#### [Section du texte]
━━━━━━━━━━━━━━━━━━━━
Académie d'Agriculture de France
Tenir une comptabilité socio-environnementale s’imposera tôt ou tard

Dans un rapport commun, le cercle de réflexion Agridées et l’Académie de l’agriculture conseillent au secteur agricole de s’intéresser davantage à l’élaboration des normes de comptabilité environnementale (CSE), actuellement en construction, pour y faire valoir ses spécificités. L’objectif recherché : en faire un outil d’accompagnement des transitions.

Tenir une comptabilité socio-environnementale s’imposera tôt ou tard

« Il faut que le monde agricole s’implique dans le processus de normalisation de la comptabilité socio-environnementale », a plaidé Francky Duchâteau, lors de la présentation, le 24 mai, de son rapport pour le cercle de réflexion Agridée, réalisé en partenariat avec l’Académie de l’agriculture. « Aujourd'hui, nous sommes souvent à l’écart de ces grands lobbyings ». Le thème est d’autant plus intéressant qu’il est « encore en construction », a abondé l’agro-économiste de l’Académie de l’agriculture, Jean-Marie Séroni, qui a participé aux travaux. Il a toutefois le défaut d’être encore « très flou ».

Par comptabilité environnementale, Francky Duchâteau entend un ensemble de méthodes de calcul des effets d’une activité sur son environnement (biodiversité, ressources, climat, etc.). Cela inclut des méthodes aujourd’hui disparates telles que l’Analyse de cycle de vie (ACV), la déclaration de performance extra-financière (DPEF) ou la méthode Care (Comprehensive accounting in respect of ecology). Peu à peu imposées par la loi, ces normes seraient l’objet de « controverses » importantes et de « combats politiques » intenses, jusqu’à une échelle internationale, entre les États-Unis, la Chine, et l’Union européenne.

Intégrer les spécificités agricoles

Faut-il par exemple intégrer les seuls effets de l’environnement sur les entreprises, ou aussi celles des entreprises sur l’environnement ? Les États-Unis penchent pour la première option, quand l’UE préfèrerait la seconde, rapporte Francky Duchâteau. Le débat s’inscrirait d’ailleurs dans le champ plus large des normes de comptabilité : « l’UE a cédé depuis une vingtaine d’années sa souveraineté comptable aux normes internationales, relate l’expert en Entreprises durables d’Agridées. Elle se dit qu’elle doit reprendre la main ». L’environnement serait une occasion de le faire, d’autant que certains imaginent plus tard une intégration des comptabilités financières et extra-financières.

Pour que le secteur agricole pèse davantage sur l’élaboration de ces normes, les auteurs lui recommandent notamment de s’impliquer auprès des structures travaillant sur la comptabilité financière (ex. autorité de normalisation comptable, groupe européen consultatif sur l’information financière). « Il faut intégrer les spécificités de l’agriculture, notamment le fait qu’elle peut améliorer l’environnement », souhaite l’ancien expert-comptable Jean-Marie Séronie. Prochaine échéance : l’entrée en application en 2024 au niveau européen de la nouvelle norme de déclaration extra-financière (CSRD) pour les entreprises de plus de 250 salariés.

Outil de décision ou indicateur de performances ?
━━━━━━━━━━━━━━━━━━━━
#### [Données fournies]
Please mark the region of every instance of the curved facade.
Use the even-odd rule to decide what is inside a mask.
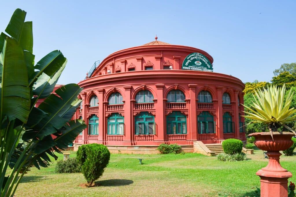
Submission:
[[[88,126],[74,142],[108,145],[192,145],[245,140],[244,84],[232,76],[182,69],[205,51],[156,40],[110,55],[80,82],[75,118]]]

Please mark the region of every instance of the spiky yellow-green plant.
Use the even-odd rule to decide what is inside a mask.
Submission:
[[[286,124],[296,120],[296,109],[290,109],[294,92],[290,90],[284,102],[286,87],[285,84],[282,88],[271,85],[267,89],[263,90],[258,89],[253,95],[255,102],[251,107],[244,105],[251,112],[244,112],[248,115],[242,116],[254,120],[252,122],[262,123],[267,124],[271,134],[276,131],[281,126],[292,131],[295,132]]]

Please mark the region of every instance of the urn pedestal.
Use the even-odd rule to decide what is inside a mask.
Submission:
[[[286,150],[293,144],[291,139],[294,135],[289,132],[273,132],[273,140],[269,132],[255,133],[254,144],[261,150],[267,151],[268,164],[258,170],[256,175],[260,177],[261,197],[288,196],[288,179],[292,173],[283,168],[279,162],[281,154],[280,151]]]

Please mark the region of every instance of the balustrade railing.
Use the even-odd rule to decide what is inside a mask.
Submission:
[[[170,134],[168,135],[169,140],[186,140],[187,134]]]
[[[135,103],[135,110],[151,110],[154,108],[154,103],[153,102]]]
[[[230,104],[222,104],[222,108],[226,110],[231,110],[231,105]]]
[[[215,133],[202,133],[199,134],[198,136],[200,140],[207,140],[214,139],[215,138]]]
[[[107,135],[107,139],[108,141],[122,141],[123,136],[118,135]]]
[[[88,139],[89,140],[97,140],[98,137],[98,135],[89,135]]]
[[[154,135],[136,135],[136,140],[137,141],[151,141],[154,139]]]
[[[95,106],[95,107],[90,107],[89,108],[88,111],[89,113],[92,113],[93,112],[99,112],[99,106]]]
[[[214,108],[214,104],[210,102],[198,102],[197,108],[198,109],[212,109]]]
[[[120,111],[123,110],[123,104],[110,105],[107,106],[107,111]]]
[[[167,102],[166,108],[169,109],[186,109],[186,102]]]
[[[234,137],[234,133],[223,133],[224,139],[229,139],[233,138]]]

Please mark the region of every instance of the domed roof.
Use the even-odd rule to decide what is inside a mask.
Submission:
[[[145,45],[171,45],[169,43],[165,43],[164,42],[162,42],[161,41],[159,41],[157,40],[157,36],[156,36],[155,37],[155,41],[146,43],[145,44],[143,45],[142,46],[144,46]]]

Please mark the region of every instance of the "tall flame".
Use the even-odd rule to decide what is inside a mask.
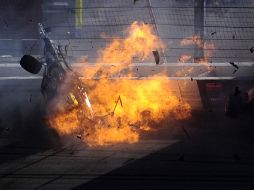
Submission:
[[[127,30],[127,37],[115,39],[98,53],[95,70],[82,69],[82,75],[95,75],[98,70],[114,73],[126,68],[133,58],[152,57],[152,51],[165,48],[153,33],[151,26],[134,22]],[[105,63],[116,65],[107,70]],[[81,134],[91,146],[114,143],[135,143],[141,131],[149,131],[155,124],[167,119],[190,117],[191,107],[171,94],[170,82],[162,78],[151,80],[86,80],[88,95],[95,114],[94,122],[79,119],[76,111],[58,112],[50,118],[50,125],[62,135]],[[66,129],[67,128],[67,129]]]

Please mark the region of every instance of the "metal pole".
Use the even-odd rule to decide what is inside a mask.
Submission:
[[[152,6],[151,6],[151,2],[150,2],[150,0],[146,0],[146,3],[147,3],[147,6],[148,6],[148,10],[149,10],[149,14],[150,14],[150,18],[151,18],[152,24],[154,26],[155,34],[157,36],[159,36],[159,31],[158,31],[158,27],[157,27],[157,24],[156,24],[154,12],[153,12],[153,9],[152,9]],[[163,57],[163,62],[167,63],[167,59],[166,59],[164,50],[161,49],[161,50],[159,50],[159,52],[160,52],[161,56]]]
[[[195,0],[194,4],[194,34],[201,38],[204,42],[204,4],[205,0]],[[194,49],[194,62],[199,62],[204,57],[204,44],[202,47],[195,46]]]

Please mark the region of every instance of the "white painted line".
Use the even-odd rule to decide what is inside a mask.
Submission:
[[[100,78],[79,77],[81,80],[99,80]],[[109,80],[234,80],[236,77],[110,77]],[[42,76],[12,76],[0,77],[0,80],[34,80],[42,79]]]
[[[54,2],[53,3],[54,6],[69,6],[68,2]]]
[[[13,76],[13,77],[0,77],[0,80],[37,80],[37,79],[42,79],[41,76]]]
[[[17,63],[0,63],[0,67],[5,67],[5,68],[9,68],[9,67],[17,67],[20,68],[20,64]]]
[[[3,58],[10,58],[10,57],[13,57],[12,55],[0,55],[0,57],[3,57]]]
[[[33,38],[24,38],[24,39],[12,39],[12,38],[6,38],[6,39],[0,39],[0,41],[12,41],[12,40],[21,40],[21,41],[35,41],[39,39],[33,39]]]

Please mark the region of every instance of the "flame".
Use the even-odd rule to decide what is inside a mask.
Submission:
[[[107,76],[105,73],[112,74],[126,68],[133,58],[149,59],[153,50],[165,47],[152,27],[144,23],[134,22],[126,32],[125,39],[115,39],[98,52],[94,69],[79,69],[82,76],[94,76],[98,71]],[[109,64],[116,67],[112,69]],[[136,143],[142,131],[152,131],[165,119],[182,120],[191,116],[190,105],[171,94],[170,82],[160,77],[151,80],[101,77],[84,83],[95,113],[94,121],[73,116],[78,115],[78,110],[74,109],[55,114],[50,118],[50,126],[62,135],[81,134],[83,141],[90,146]]]
[[[191,55],[181,55],[179,58],[180,63],[186,63],[187,61],[191,60],[192,56]]]

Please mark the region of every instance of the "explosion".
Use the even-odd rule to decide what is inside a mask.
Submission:
[[[150,25],[134,22],[126,33],[125,39],[113,40],[98,52],[93,70],[87,71],[86,65],[79,70],[82,76],[98,76],[100,71],[99,80],[84,81],[95,113],[92,119],[80,118],[83,110],[75,107],[63,111],[62,96],[53,101],[54,108],[60,109],[50,117],[49,124],[60,135],[81,136],[90,146],[136,143],[142,131],[152,131],[165,119],[182,120],[191,116],[190,105],[171,94],[169,81],[161,77],[150,80],[105,77],[128,67],[134,58],[148,60],[153,50],[165,48]],[[112,69],[105,67],[107,64],[115,66]]]

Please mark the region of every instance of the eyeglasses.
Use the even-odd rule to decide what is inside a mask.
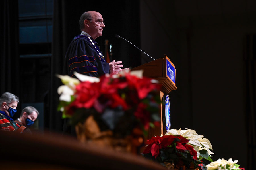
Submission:
[[[87,20],[95,20],[96,21],[96,23],[97,24],[101,24],[102,23],[103,23],[104,25],[105,25],[105,22],[102,21],[101,20],[94,20],[93,19],[87,19]]]

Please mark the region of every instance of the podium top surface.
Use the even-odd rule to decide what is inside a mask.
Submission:
[[[142,70],[143,76],[158,80],[162,85],[162,91],[169,93],[176,90],[175,66],[166,55],[161,58],[135,67],[132,70]]]

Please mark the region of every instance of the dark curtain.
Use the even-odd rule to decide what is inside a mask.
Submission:
[[[19,92],[18,12],[18,0],[0,1],[1,94]]]
[[[246,123],[248,137],[248,169],[256,169],[256,35],[246,37]]]
[[[60,132],[63,126],[61,114],[57,111],[59,97],[57,89],[61,82],[55,75],[61,74],[68,45],[73,38],[80,33],[79,20],[83,13],[98,12],[106,22],[103,35],[96,39],[102,52],[104,51],[105,40],[108,39],[112,44],[113,59],[122,61],[125,67],[140,64],[139,52],[127,42],[115,37],[115,34],[119,34],[139,47],[139,2],[102,1],[96,4],[94,1],[82,0],[54,1],[50,111],[49,120],[46,121],[49,122],[52,131]]]

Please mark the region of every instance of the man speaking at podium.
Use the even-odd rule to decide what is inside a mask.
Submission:
[[[102,35],[105,22],[98,12],[88,11],[79,20],[80,34],[74,38],[66,55],[63,74],[74,77],[74,72],[99,77],[106,73],[116,74],[122,70],[122,61],[106,62],[95,39]]]

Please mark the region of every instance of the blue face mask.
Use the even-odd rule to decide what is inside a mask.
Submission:
[[[26,120],[25,120],[25,122],[26,122],[26,124],[27,125],[27,126],[28,127],[30,127],[34,123],[34,121],[30,120],[28,118],[26,119]]]
[[[7,105],[8,106],[8,105]],[[14,114],[15,114],[15,113],[17,112],[17,109],[11,108],[9,106],[8,106],[9,107],[9,109],[7,111],[8,111],[8,112],[9,113],[10,117],[11,118],[13,117],[14,115]]]

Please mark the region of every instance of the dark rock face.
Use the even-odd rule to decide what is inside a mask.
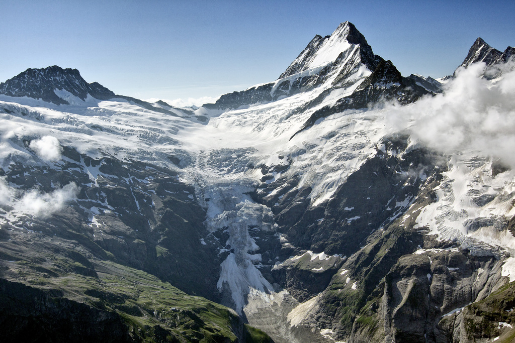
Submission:
[[[54,91],[65,91],[83,101],[89,94],[99,100],[111,99],[114,93],[97,82],[87,83],[76,69],[57,66],[42,69],[29,68],[0,83],[0,94],[12,97],[41,99],[56,105],[69,104]]]
[[[319,50],[329,40],[345,42],[356,48],[348,48],[341,51],[334,61],[328,61],[326,64],[320,66],[319,70],[311,74],[302,74],[310,68],[310,63]],[[268,102],[312,89],[322,84],[336,72],[338,75],[334,84],[349,86],[355,80],[349,81],[348,78],[356,73],[362,65],[373,70],[382,61],[383,59],[373,54],[363,35],[352,24],[346,22],[340,24],[330,36],[322,38],[316,35],[275,82],[222,95],[214,104],[206,104],[203,107],[233,109]]]
[[[383,61],[351,95],[341,98],[334,105],[324,106],[315,111],[295,135],[311,127],[317,120],[346,110],[365,109],[380,101],[397,100],[406,104],[432,93],[413,79],[403,77],[391,61]],[[321,103],[325,96],[322,94],[298,111],[305,111]]]
[[[461,63],[462,67],[467,67],[472,63],[483,62],[487,65],[506,63],[513,55],[515,48],[508,46],[504,52],[494,49],[482,38],[479,37],[474,42],[467,57]]]
[[[62,295],[59,291],[44,291],[0,279],[0,327],[5,329],[2,341],[134,341],[115,313]]]

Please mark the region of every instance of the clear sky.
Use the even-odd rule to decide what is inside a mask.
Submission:
[[[0,0],[0,82],[57,65],[143,99],[273,81],[346,21],[405,76],[452,74],[478,37],[515,45],[514,0]]]

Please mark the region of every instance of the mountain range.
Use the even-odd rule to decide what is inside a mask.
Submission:
[[[405,77],[346,22],[198,109],[0,83],[4,341],[513,341],[513,52]]]

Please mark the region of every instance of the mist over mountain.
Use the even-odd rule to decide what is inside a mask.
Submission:
[[[346,22],[198,108],[0,84],[5,341],[512,341],[513,52],[404,77]]]

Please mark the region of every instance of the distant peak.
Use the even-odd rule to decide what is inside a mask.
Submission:
[[[478,37],[470,47],[469,53],[461,66],[466,68],[472,63],[479,62],[491,65],[502,62],[502,52],[489,45],[481,37]]]
[[[65,95],[58,95],[56,91],[65,91]],[[39,69],[29,68],[0,83],[0,94],[41,99],[57,105],[70,103],[66,92],[82,101],[85,101],[88,95],[99,100],[114,96],[114,93],[97,82],[87,82],[77,69],[63,69],[57,65]]]
[[[373,64],[372,48],[365,37],[352,23],[341,23],[331,35],[315,35],[279,78],[336,63],[342,53],[349,53],[355,45],[359,46],[362,61],[366,64]]]

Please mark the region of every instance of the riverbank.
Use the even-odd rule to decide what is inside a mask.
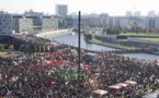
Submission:
[[[52,37],[65,35],[65,34],[70,34],[69,30],[70,29],[58,29],[58,30],[53,30],[53,32],[44,32],[44,33],[36,34],[36,36],[42,37],[42,38],[52,38]]]
[[[116,48],[116,49],[122,49],[122,50],[136,50],[138,48],[135,47],[127,47],[127,46],[121,46],[121,45],[114,45],[110,42],[102,42],[101,40],[98,39],[92,39],[92,40],[87,40],[91,44],[100,45],[100,46],[105,46],[105,47],[111,47],[111,48]]]

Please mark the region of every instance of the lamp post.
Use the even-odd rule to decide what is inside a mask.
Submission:
[[[79,11],[79,24],[78,24],[78,58],[79,58],[79,60],[78,60],[78,83],[80,83],[79,81],[80,81],[80,53],[81,53],[81,49],[80,49],[80,37],[81,37],[81,35],[80,35],[80,15],[81,15],[81,13],[80,13],[80,11]]]

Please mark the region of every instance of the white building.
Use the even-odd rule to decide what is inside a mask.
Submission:
[[[22,15],[13,15],[12,27],[15,33],[33,33],[33,20]]]
[[[9,13],[0,12],[0,35],[12,34],[12,15]]]
[[[67,4],[56,4],[56,15],[64,15],[68,14],[68,7]]]
[[[147,13],[147,15],[148,15],[148,16],[155,16],[155,15],[156,15],[156,12],[155,12],[154,10],[151,10],[151,11],[149,11],[149,12]]]
[[[126,11],[126,16],[132,16],[132,15],[133,15],[132,11]]]
[[[58,29],[58,20],[53,17],[42,19],[42,30],[55,30]]]
[[[134,16],[140,16],[140,11],[135,11]]]
[[[127,27],[129,26],[129,17],[120,17],[120,26]]]

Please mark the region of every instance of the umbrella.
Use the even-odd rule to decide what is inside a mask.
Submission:
[[[137,83],[136,82],[133,82],[133,81],[126,81],[124,82],[125,84],[130,84],[130,85],[136,85]]]
[[[96,95],[100,95],[100,96],[104,96],[107,94],[106,90],[102,90],[102,89],[96,89],[96,90],[93,90],[93,94],[96,94]]]
[[[122,87],[127,87],[128,86],[128,84],[124,84],[124,83],[118,83],[116,85],[122,86]]]
[[[52,82],[52,85],[55,85],[55,84],[57,84],[57,83],[53,81],[53,82]]]
[[[111,88],[111,89],[121,89],[122,86],[120,86],[120,85],[111,85],[111,86],[109,86],[109,88]]]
━━━━━━━━━━━━━━━━━━━━
#### [Exercices à faire]
a) Dans l'article sur la comptabilité socio-environnementale, reprenez le passage qui s'ouvre sur les mots « Par comptabilité environnementale, Francky » et se ferme sur « et l’Union européenne. », en renommant « Analyse de cycle de vie » en « évaluation du cycle de vie ».
b) Les affirmations suivantes concordent-elles avec l'article sur la comptabilité socio-environnementale ? Répondez par oui ou par non pour chacune, en citant les mots du texte qui tranchent.
(i) Le rapport a été présenté le 24 mai.
(ii) Les États-Unis préfèrent intégrer les effets des entreprises sur l'environnement.
(iii) La nouvelle norme CSRD vise les entreprises de plus de 250 salariés.

#### [Réponses par numéro]
a)
Par comptabilité environnementale, Francky Duchâteau entend un ensemble de méthodes de calcul des effets d’une activité sur son environnement (biodiversité, ressources, climat, etc.). Cela inclut des méthodes aujourd’hui disparates telles que l’évaluation du cycle de vie (ACV), la déclaration de performance extra-financière (DPEF) ou la méthode Care (Comprehensive accounting in respect of ecology). Peu à peu imposées par la loi, ces normes seraient l’objet de « controverses » importantes et de « combats politiques » intenses, jusqu’à une échelle internationale, entre les États-Unis, la Chine, et l’Union européenne.

b)
(i) Oui : « lors de la présentation, le 24 mai, de son rapport »
(ii) Non : « Les États-Unis penchent pour la première option, quand l’UE préfèrerait la seconde »
(iii) Oui : « pour les entreprises de plus de 250 salariés »